[Given passage]
For two weeks before Christmas 2006, I went through a battery of tests and the fear that I had cancer. Bone cancer. At my age that would mean I had the dreaded “C” somewhere else in my body and it had spread. Extreme stress was the description for last year, losing one of my closest friends to cancer, my precious grandmother only months before that, working two jobs and trying very hard for a better job position and not getting it. With death haunting me for the past three years I have been contemplating where my life is going and not only what is my passion but what am I supposed to be doing while I am here.

During those two weeks all those thoughts plagued my mind, making me realize that if this was it I did have some things to be proud of, but I had one thing for sure I regretted. Not following my dreams, not using my talents. Worst of all, not believing in myself. Writing had always represented hope for me and by giving up on writing I gave up on hope and myself. I let slip away the very essence of who I am and my creation as a human being. Once again I had lost who I was, that was why I got divorced, but now there was no one to blame but myself. I was blessed with a clean report and though there may be other health issues, I do not have cancer. I hope I never have to go through that scare again but it was a blessing in disguise.

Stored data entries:

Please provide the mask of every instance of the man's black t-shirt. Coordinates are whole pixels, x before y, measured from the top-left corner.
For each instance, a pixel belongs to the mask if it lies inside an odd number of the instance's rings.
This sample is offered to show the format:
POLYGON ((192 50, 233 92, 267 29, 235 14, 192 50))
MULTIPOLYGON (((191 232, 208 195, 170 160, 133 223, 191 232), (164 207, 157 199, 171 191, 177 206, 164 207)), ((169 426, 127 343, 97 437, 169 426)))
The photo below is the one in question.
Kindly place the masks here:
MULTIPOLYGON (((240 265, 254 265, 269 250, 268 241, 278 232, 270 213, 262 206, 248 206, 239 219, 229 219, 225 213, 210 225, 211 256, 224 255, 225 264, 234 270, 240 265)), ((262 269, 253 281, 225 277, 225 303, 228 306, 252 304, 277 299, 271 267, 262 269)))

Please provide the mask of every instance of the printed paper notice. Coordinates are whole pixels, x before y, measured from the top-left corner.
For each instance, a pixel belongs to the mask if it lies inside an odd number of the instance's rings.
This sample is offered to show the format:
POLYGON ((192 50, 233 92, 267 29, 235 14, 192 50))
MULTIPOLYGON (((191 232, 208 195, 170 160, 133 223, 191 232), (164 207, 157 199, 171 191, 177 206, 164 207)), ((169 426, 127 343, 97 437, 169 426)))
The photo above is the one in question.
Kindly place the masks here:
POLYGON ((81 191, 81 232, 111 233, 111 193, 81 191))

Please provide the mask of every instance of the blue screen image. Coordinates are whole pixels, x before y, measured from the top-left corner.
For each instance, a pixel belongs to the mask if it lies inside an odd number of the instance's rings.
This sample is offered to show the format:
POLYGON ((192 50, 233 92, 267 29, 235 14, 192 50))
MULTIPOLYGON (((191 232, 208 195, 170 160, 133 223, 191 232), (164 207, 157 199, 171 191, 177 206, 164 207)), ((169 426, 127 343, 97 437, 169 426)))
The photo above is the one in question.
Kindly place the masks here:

[Brief 1] In the passage about the cancer scare, what had writing always represented for the writer?
[Brief 2] Write the next part of the passage about the cancer scare, starting after its last sentence.

[Reply 1] Hope.

[Reply 2]
Writing has a lot of esoteric meanings that can only be understood by me. Last night I spoke with a new friend of mine from work. We were griping about our jobs and the senseless stress that goes with it. She spoke to me about what someone had told her over the weekend about forgetting our worth. That we, as well as others, can speak us into reality. Positive or negative our spoken words effect ourselves and others. It brought tears to my eyes and pain to my heart. Not that these were new words to me or even a new belief, but I realized I was not living what I believed. There is conviction when I am sharing these concepts with other people I care about but I am not convinced I deserve to reap the benefits of believing this way myself. I did not realize until I awoke at three this morning and could not sleep how much what she said hit me.

I know that writing represents a belief in not only what I can accomplish but what I have to say. Not that everyone who reads my works has to enjoy them or believe the same way I do, but that anyone who reads them believes they come from a consequential truth. My truth. My life has meaning and has it’s own truth that may not be someone else’s but it still means something because I believed enough in myself to follow my path and live it. Reading might have been escapism for me but just as those writer’s works had an affect on me my writing is a communication from my soul to others whether through fiction, poetry or any other form of creation. It is to manifest my energy into something tangible, a piece of me just as my daughter is. Even if it doesn’t make me a living. The words that I put upon paper or screen represent my worth. And that is a lot.

Labels:

Writing, reading (and you've mentioned acting) are all wonderful outlets for your creativity. I went through three years much like yours...and a divorce (after 26 years). You've got a lot to accomplish ahead of you, and your words are worthwhile. Keep writing!